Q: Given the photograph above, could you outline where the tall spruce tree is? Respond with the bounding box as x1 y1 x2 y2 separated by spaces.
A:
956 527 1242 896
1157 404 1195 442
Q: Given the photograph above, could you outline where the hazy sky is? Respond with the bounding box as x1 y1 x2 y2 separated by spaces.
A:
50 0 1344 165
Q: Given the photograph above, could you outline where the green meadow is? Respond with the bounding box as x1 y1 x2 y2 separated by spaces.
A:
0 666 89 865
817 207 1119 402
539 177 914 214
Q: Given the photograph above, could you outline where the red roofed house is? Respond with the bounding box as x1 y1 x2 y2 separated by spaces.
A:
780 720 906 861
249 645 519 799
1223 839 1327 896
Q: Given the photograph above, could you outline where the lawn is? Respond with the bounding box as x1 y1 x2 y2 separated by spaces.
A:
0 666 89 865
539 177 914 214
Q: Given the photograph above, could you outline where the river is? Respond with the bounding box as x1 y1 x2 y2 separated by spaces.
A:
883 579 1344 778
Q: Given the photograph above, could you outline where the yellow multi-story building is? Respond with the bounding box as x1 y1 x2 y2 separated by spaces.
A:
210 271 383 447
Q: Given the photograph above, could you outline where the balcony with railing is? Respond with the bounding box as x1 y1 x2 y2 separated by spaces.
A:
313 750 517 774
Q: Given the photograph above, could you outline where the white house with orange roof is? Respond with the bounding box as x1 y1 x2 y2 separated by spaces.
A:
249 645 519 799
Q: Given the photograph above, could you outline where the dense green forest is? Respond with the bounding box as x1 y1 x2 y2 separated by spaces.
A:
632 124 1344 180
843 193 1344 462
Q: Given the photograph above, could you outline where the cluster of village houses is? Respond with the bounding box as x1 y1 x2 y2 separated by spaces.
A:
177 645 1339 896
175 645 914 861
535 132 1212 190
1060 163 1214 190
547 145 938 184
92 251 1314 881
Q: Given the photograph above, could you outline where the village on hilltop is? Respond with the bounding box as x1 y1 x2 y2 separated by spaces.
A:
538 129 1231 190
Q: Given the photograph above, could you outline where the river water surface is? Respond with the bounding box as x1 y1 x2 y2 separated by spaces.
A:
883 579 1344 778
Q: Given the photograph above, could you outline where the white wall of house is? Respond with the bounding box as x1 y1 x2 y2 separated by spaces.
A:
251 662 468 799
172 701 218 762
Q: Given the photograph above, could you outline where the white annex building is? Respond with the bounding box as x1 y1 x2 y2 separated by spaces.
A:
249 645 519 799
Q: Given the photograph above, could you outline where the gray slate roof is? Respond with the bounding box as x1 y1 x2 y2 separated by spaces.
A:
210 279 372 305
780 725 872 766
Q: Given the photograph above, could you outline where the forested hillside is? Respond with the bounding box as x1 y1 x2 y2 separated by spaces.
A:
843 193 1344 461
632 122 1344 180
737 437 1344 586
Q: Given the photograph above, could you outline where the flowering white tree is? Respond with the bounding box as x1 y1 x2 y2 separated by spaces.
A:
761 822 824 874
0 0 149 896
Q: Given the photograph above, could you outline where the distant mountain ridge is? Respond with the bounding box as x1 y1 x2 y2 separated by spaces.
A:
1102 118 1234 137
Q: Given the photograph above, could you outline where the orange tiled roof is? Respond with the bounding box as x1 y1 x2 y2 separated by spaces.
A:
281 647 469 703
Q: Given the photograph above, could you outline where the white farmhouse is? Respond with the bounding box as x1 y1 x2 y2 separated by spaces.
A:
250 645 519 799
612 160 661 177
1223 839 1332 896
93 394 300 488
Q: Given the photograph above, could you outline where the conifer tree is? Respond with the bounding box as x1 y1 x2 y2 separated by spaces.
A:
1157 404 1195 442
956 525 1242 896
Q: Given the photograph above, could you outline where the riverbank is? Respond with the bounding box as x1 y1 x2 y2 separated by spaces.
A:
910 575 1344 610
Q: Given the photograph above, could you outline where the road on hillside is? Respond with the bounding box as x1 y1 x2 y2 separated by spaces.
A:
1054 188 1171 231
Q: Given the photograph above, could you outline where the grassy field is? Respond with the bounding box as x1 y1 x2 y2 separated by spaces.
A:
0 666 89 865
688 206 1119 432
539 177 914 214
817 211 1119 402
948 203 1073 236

■ **What the task requires**
Copy, character for character, the lines from the line that holds "the white annex" through the final line of the records above.

■ **Result for this task**
Q: Given the photograph above, could you outline where the white annex building is? Respond with the bounding box as x1 y1 x2 y2 separated by spaces.
A:
249 645 519 799
Q: Given the photograph above, could you outline where the gray slate roof is? Respond with the bounding box as x1 y1 x2 y2 separated by spaces.
A:
210 279 372 305
780 725 872 766
Q: Given the photograph above, could you outline where the forested hillside is? Respond with the bounding box as x1 y1 x2 y2 separated by spaces.
A:
843 193 1344 461
632 122 1344 180
737 437 1344 586
Q: Given the photograph above, could you outline where the flowering white tree is? Respond with the bounding box as x1 y1 x2 y2 separated by spaces.
A:
761 822 824 874
0 0 149 896
Q: Given the photograph above, could you outline where the distant mountain ridge is? Respond with the bounding box as x1 y1 x2 y2 separated by spaces.
A:
1102 118 1234 137
Q: Given the photograph above, could you outline where the orange tiled roof is? Respond with the bounding box as x1 y1 x2 y2 separated by spaces.
A:
281 647 469 703
Q: Given the photograph above, could you outline where the white farmhouse is? Respond with the bounding box as x1 y1 x2 y2 separated by spaces.
A:
250 645 519 799
612 160 661 177
1223 839 1332 896
93 394 300 488
Q: Given the photograph above, could you outline where the conifer tree is? Respond with the bounding box as x1 y1 x2 y2 separated by spaces.
A:
1157 404 1195 442
956 525 1242 896
Q: Given the photograph above, could you outline where the riverbank is? Respond with the bounding box as x1 y1 x2 y2 separated by spaces.
A:
910 575 1344 610
Q: Given the photograph above, could you outline where the road on hillside is? Respond with the bounding box as x1 y1 x2 y2 separated by spaces.
A:
1054 188 1171 231
Q: Given the photograph above, could you outline where the grassy field is? Respond with the bounding box as x1 y1 x2 y2 separated by spaces.
A:
0 666 89 865
688 206 1119 432
539 177 914 214
817 211 1119 402
948 203 1073 236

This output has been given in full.